### EXERCISE AIM
Identify and pull out each line of the entries in which "gets" occurs.
————
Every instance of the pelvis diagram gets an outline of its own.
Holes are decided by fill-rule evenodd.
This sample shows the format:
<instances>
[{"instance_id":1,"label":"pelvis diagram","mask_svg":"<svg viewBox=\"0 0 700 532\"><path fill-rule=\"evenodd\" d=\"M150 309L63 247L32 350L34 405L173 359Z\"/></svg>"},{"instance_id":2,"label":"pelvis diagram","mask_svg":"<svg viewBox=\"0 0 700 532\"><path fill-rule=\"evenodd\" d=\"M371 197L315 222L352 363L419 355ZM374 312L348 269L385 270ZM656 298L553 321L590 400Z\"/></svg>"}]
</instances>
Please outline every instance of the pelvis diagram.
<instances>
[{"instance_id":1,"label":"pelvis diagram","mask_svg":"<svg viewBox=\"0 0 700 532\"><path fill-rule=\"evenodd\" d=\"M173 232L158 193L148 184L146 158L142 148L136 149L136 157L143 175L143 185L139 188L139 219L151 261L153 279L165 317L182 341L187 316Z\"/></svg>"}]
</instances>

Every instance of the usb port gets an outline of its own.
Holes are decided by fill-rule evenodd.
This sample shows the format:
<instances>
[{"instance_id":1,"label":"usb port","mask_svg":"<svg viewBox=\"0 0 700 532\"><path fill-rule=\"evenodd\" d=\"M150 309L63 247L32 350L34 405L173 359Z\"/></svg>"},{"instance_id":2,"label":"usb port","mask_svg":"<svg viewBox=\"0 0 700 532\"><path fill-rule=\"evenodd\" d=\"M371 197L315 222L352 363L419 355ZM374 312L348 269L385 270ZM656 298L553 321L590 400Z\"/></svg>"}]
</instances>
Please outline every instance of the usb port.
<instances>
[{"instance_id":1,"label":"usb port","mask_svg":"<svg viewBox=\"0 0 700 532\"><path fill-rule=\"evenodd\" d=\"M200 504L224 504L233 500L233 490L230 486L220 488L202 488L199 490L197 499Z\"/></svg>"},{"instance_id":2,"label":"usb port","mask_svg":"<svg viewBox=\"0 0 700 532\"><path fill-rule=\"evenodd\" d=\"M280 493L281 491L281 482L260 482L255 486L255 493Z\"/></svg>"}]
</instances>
————
### ANSWER TO THIS TASK
Every instance of the pelvis diagram gets an outline of its own.
Every instance of the usb port gets an outline of its own.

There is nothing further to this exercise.